[Exercise description]: Gather every line in the data below that contains the word "pink", and copy each one in full.

[Rows of box annotation data]:
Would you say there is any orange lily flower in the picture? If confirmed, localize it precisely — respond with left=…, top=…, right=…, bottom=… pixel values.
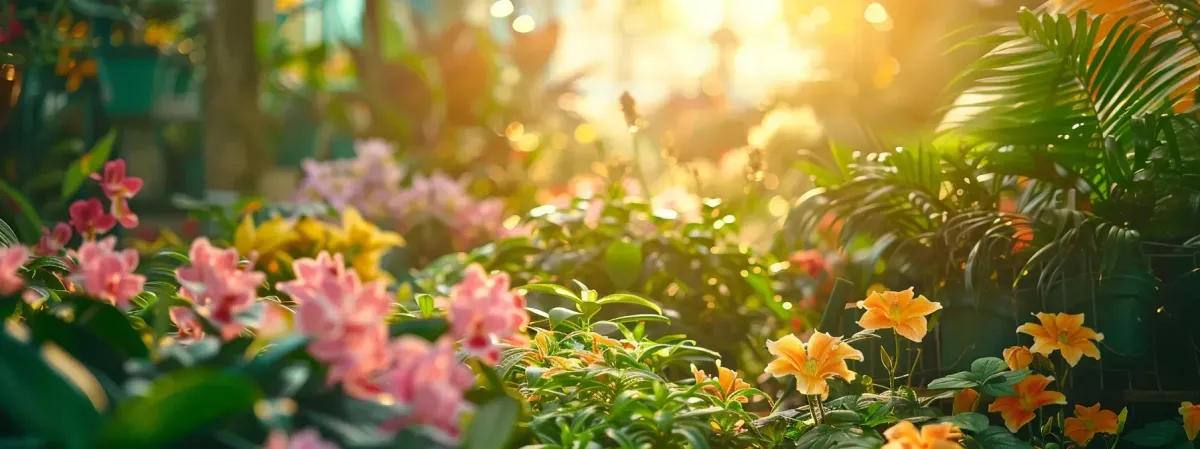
left=988, top=375, right=1067, bottom=433
left=1004, top=346, right=1033, bottom=371
left=1016, top=313, right=1104, bottom=366
left=1063, top=403, right=1117, bottom=447
left=950, top=388, right=979, bottom=414
left=858, top=287, right=942, bottom=342
left=882, top=420, right=962, bottom=449
left=1180, top=402, right=1200, bottom=441
left=691, top=360, right=750, bottom=403
left=764, top=333, right=863, bottom=399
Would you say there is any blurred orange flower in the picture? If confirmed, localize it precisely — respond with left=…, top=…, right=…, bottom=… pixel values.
left=858, top=287, right=942, bottom=342
left=1180, top=402, right=1200, bottom=441
left=1016, top=313, right=1104, bottom=366
left=1063, top=403, right=1117, bottom=447
left=988, top=375, right=1067, bottom=433
left=950, top=388, right=979, bottom=414
left=882, top=420, right=962, bottom=449
left=691, top=360, right=750, bottom=403
left=764, top=333, right=863, bottom=399
left=1004, top=346, right=1033, bottom=371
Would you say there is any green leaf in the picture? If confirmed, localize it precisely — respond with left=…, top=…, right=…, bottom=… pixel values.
left=937, top=412, right=988, bottom=432
left=388, top=318, right=450, bottom=341
left=521, top=283, right=583, bottom=303
left=463, top=395, right=521, bottom=449
left=416, top=293, right=434, bottom=318
left=604, top=240, right=642, bottom=288
left=971, top=357, right=1008, bottom=379
left=974, top=426, right=1033, bottom=449
left=929, top=371, right=982, bottom=390
left=596, top=293, right=662, bottom=315
left=62, top=130, right=116, bottom=199
left=550, top=307, right=583, bottom=328
left=1121, top=419, right=1188, bottom=448
left=608, top=313, right=671, bottom=323
left=0, top=324, right=103, bottom=449
left=98, top=367, right=260, bottom=449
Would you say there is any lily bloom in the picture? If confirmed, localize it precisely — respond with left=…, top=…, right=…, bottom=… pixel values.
left=71, top=237, right=146, bottom=310
left=67, top=198, right=116, bottom=240
left=263, top=429, right=340, bottom=449
left=91, top=158, right=142, bottom=228
left=1004, top=346, right=1033, bottom=371
left=950, top=388, right=979, bottom=414
left=858, top=287, right=942, bottom=342
left=764, top=333, right=863, bottom=399
left=444, top=264, right=529, bottom=365
left=1016, top=313, right=1104, bottom=366
left=691, top=359, right=750, bottom=403
left=34, top=223, right=71, bottom=256
left=1063, top=403, right=1117, bottom=448
left=882, top=420, right=962, bottom=449
left=0, top=245, right=29, bottom=295
left=988, top=375, right=1067, bottom=433
left=1180, top=402, right=1200, bottom=441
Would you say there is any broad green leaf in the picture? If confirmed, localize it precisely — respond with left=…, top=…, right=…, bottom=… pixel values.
left=604, top=240, right=642, bottom=288
left=0, top=324, right=107, bottom=449
left=62, top=130, right=116, bottom=199
left=463, top=395, right=521, bottom=449
left=596, top=293, right=662, bottom=315
left=937, top=412, right=988, bottom=432
left=98, top=367, right=260, bottom=449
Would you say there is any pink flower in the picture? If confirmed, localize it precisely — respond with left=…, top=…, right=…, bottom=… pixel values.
left=263, top=429, right=338, bottom=449
left=276, top=251, right=391, bottom=397
left=175, top=237, right=266, bottom=340
left=91, top=158, right=142, bottom=228
left=34, top=223, right=71, bottom=256
left=68, top=198, right=116, bottom=240
left=380, top=335, right=475, bottom=439
left=71, top=237, right=146, bottom=310
left=0, top=245, right=29, bottom=295
left=445, top=264, right=529, bottom=365
left=167, top=306, right=204, bottom=343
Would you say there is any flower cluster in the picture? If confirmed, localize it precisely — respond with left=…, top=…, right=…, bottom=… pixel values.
left=67, top=158, right=142, bottom=241
left=170, top=238, right=266, bottom=340
left=442, top=264, right=529, bottom=365
left=71, top=237, right=146, bottom=310
left=276, top=252, right=391, bottom=397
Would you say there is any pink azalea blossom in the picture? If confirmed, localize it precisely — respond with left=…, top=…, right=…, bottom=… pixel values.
left=67, top=198, right=116, bottom=240
left=91, top=158, right=142, bottom=228
left=444, top=264, right=529, bottom=365
left=380, top=335, right=475, bottom=439
left=0, top=245, right=29, bottom=295
left=71, top=237, right=146, bottom=310
left=167, top=306, right=204, bottom=343
left=263, top=429, right=340, bottom=449
left=34, top=223, right=71, bottom=256
left=276, top=251, right=391, bottom=397
left=175, top=237, right=266, bottom=340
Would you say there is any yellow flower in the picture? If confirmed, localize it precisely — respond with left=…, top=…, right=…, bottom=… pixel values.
left=1063, top=403, right=1117, bottom=448
left=764, top=333, right=863, bottom=399
left=858, top=287, right=942, bottom=342
left=691, top=359, right=750, bottom=403
left=1004, top=346, right=1033, bottom=371
left=1016, top=313, right=1104, bottom=366
left=988, top=375, right=1067, bottom=433
left=882, top=421, right=962, bottom=449
left=233, top=215, right=296, bottom=265
left=950, top=388, right=979, bottom=414
left=1180, top=402, right=1200, bottom=441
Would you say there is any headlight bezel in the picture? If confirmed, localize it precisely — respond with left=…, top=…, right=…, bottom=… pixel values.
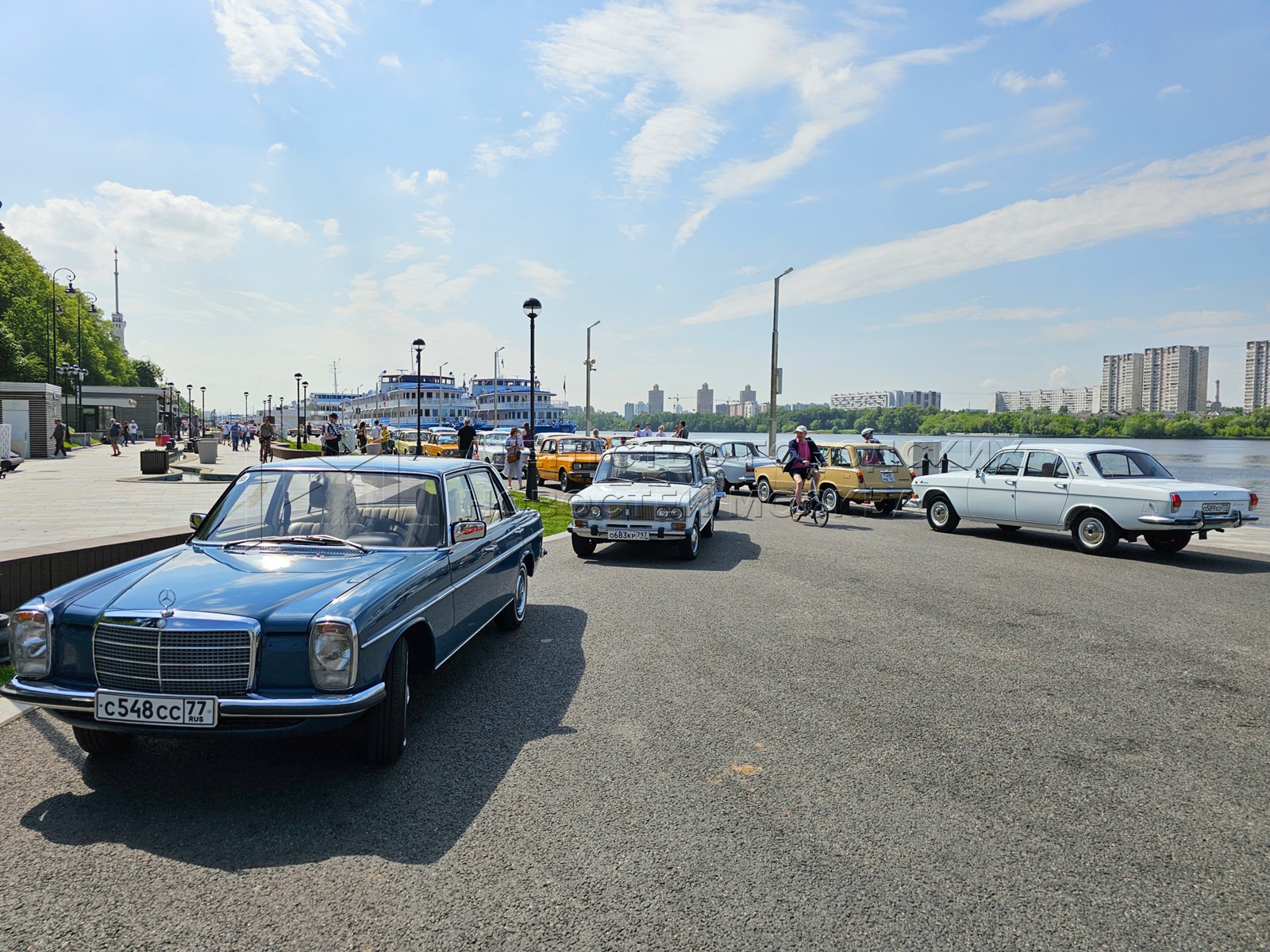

[Reply to the exercise]:
Would you say there is any pink flower in the picture? If confirmed, localize it precisely — respond with left=…, top=…, right=…, bottom=… pixel values.
Would you say there is any pink azalea blossom in the picture? If confirmed, localize it precisely — respond with left=…, top=…, right=…, bottom=… pixel values.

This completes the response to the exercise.